**What the task requires**. Select every line of the material that contains the string "paver" and copy each one out.

**Listed records**.
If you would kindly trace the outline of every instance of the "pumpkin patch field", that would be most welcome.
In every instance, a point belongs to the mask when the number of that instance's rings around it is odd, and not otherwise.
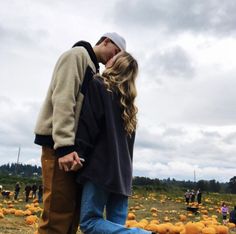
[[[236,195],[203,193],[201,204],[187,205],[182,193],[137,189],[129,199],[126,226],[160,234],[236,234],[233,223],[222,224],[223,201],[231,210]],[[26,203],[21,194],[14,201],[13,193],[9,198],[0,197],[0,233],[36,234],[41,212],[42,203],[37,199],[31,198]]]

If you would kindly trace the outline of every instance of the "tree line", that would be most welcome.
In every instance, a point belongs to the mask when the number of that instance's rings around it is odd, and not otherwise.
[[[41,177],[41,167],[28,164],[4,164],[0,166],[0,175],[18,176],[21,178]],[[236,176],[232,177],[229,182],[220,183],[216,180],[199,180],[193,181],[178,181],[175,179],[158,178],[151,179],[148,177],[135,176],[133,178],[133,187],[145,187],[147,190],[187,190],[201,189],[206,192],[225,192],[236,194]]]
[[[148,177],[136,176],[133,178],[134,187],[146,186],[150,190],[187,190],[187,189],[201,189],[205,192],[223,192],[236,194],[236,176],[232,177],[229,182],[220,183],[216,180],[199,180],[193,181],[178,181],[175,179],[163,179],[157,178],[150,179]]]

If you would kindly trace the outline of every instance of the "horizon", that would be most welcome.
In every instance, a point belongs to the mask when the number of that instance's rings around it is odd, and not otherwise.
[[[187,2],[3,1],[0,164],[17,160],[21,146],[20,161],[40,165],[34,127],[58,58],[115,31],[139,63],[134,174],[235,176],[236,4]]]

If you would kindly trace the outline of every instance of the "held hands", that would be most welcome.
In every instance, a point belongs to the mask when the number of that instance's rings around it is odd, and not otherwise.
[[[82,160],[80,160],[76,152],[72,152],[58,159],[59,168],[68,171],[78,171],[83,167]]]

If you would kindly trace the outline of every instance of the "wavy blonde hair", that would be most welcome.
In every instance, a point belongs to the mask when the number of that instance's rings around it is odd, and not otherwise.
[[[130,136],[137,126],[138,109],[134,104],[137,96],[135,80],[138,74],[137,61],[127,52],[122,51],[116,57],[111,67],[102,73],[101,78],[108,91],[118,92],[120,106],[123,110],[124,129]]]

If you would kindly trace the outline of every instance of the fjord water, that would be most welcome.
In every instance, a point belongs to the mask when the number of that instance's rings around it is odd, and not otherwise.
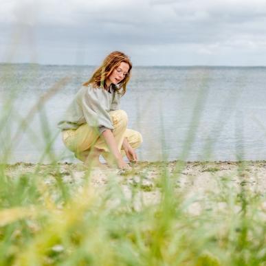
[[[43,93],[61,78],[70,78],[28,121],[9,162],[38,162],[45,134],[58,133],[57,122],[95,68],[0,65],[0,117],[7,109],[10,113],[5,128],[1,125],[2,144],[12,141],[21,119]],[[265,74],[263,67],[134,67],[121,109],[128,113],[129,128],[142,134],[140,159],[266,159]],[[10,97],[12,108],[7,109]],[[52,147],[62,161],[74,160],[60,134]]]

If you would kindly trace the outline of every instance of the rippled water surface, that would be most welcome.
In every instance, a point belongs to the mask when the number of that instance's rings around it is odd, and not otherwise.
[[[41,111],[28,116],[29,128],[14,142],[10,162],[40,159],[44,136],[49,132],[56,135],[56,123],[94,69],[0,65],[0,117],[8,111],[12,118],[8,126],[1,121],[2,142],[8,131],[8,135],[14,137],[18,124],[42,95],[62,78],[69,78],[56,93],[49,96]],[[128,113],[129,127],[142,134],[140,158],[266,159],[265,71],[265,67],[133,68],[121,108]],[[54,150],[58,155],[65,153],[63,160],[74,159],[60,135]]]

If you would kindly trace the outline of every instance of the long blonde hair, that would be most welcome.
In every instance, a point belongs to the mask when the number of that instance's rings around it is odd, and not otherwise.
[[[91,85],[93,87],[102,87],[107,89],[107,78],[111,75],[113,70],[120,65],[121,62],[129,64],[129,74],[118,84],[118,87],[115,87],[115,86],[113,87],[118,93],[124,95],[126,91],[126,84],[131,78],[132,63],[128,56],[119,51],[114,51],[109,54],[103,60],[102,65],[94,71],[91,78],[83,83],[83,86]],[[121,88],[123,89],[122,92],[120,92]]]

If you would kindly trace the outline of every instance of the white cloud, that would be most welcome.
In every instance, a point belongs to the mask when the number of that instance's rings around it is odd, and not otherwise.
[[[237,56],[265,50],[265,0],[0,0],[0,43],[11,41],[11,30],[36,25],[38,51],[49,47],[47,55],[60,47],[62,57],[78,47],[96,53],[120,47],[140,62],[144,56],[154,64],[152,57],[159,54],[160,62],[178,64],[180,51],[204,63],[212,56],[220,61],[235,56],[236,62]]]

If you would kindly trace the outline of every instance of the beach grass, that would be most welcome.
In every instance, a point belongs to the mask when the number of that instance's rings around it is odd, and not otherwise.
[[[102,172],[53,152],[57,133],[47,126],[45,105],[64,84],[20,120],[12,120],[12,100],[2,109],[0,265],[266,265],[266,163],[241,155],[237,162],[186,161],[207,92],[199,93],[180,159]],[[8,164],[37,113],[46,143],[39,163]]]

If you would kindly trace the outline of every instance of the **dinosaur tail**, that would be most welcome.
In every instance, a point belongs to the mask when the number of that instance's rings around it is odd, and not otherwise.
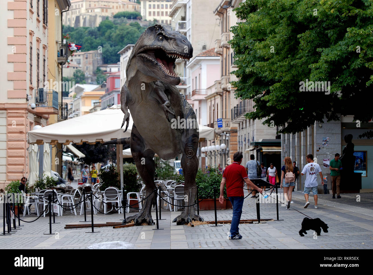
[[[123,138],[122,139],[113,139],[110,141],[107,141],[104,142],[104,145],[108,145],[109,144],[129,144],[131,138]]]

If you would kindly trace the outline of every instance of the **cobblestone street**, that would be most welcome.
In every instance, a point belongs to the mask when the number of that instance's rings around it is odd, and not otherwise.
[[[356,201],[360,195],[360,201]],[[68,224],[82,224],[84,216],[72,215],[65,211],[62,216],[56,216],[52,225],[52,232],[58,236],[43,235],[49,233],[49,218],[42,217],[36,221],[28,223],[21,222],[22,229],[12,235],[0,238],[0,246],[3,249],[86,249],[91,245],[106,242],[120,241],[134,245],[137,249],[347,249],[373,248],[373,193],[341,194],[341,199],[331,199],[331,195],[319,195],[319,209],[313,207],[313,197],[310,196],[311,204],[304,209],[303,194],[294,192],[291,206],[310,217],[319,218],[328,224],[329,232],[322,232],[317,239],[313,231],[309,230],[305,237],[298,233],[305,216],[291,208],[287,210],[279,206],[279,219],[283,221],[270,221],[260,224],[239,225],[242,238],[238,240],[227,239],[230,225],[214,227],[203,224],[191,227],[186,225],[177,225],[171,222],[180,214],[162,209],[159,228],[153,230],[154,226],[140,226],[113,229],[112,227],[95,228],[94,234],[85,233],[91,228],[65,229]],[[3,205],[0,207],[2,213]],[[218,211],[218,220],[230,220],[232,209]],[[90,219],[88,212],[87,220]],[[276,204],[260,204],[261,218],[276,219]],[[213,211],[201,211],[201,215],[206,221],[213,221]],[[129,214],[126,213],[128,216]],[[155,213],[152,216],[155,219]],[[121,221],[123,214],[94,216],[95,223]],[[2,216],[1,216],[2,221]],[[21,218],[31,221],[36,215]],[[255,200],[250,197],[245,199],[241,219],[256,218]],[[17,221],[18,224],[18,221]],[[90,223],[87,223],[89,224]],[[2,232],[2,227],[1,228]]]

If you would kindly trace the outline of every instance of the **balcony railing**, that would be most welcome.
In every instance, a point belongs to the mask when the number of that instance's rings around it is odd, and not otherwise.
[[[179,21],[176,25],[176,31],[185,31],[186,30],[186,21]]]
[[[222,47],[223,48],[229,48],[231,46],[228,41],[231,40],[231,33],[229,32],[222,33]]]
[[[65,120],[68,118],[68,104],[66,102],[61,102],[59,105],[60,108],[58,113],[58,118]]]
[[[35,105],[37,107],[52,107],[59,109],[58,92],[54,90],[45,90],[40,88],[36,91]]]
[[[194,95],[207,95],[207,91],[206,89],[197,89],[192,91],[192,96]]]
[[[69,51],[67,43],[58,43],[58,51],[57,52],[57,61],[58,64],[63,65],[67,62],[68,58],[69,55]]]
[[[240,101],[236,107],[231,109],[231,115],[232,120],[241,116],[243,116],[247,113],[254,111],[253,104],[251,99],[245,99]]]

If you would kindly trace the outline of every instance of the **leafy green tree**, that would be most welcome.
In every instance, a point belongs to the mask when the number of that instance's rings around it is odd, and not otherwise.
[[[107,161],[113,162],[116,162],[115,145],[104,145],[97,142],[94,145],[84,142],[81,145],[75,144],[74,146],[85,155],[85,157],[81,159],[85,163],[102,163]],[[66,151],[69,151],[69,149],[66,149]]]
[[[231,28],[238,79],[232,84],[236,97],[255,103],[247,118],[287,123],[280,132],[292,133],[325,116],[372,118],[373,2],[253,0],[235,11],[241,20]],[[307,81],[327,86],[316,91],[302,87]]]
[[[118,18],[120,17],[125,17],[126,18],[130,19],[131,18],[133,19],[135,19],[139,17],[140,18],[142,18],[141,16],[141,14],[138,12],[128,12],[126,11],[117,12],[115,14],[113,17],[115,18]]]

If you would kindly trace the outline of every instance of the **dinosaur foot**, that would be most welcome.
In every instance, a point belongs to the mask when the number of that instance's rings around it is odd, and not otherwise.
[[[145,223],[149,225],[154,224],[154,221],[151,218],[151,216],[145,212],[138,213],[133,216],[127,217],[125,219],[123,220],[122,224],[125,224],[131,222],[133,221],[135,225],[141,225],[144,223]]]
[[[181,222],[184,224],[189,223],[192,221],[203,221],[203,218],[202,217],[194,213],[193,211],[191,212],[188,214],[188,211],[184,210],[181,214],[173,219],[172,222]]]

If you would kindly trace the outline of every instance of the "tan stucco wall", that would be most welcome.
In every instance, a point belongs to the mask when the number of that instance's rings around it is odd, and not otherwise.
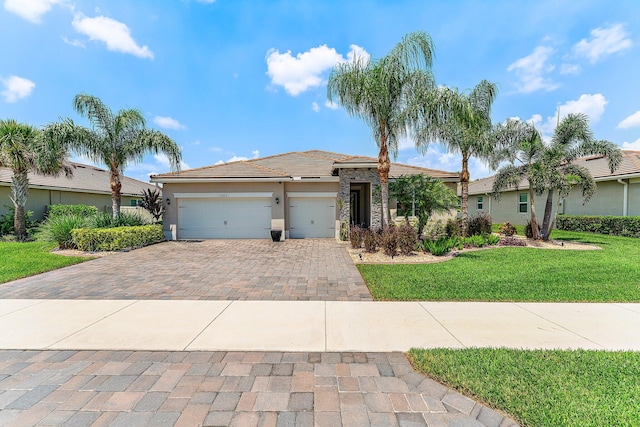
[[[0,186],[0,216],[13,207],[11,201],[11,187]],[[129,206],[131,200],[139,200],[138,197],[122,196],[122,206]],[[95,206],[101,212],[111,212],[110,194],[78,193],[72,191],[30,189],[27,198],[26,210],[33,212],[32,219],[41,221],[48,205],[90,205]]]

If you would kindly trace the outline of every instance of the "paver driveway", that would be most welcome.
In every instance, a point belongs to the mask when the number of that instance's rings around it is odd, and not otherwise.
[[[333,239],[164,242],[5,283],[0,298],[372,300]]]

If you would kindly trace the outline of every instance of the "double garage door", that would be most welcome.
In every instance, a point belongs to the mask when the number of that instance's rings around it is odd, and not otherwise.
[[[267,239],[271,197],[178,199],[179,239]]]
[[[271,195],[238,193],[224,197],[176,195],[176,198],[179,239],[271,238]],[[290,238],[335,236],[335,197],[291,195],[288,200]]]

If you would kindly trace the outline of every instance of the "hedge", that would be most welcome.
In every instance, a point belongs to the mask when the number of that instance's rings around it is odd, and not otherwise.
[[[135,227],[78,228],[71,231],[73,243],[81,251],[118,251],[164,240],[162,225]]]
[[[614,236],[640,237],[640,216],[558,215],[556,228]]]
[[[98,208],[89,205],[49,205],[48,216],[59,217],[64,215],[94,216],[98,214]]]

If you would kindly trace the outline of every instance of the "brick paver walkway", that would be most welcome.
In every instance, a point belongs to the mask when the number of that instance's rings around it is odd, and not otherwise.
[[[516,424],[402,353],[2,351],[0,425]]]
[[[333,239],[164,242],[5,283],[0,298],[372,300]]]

**Answer in full**.
If you would kindly trace the outline of every instance of the "paver driveway", that would be most welcome.
If you would kindly trace the outline of every instance of the "brick paver walkway", that would be most welcome.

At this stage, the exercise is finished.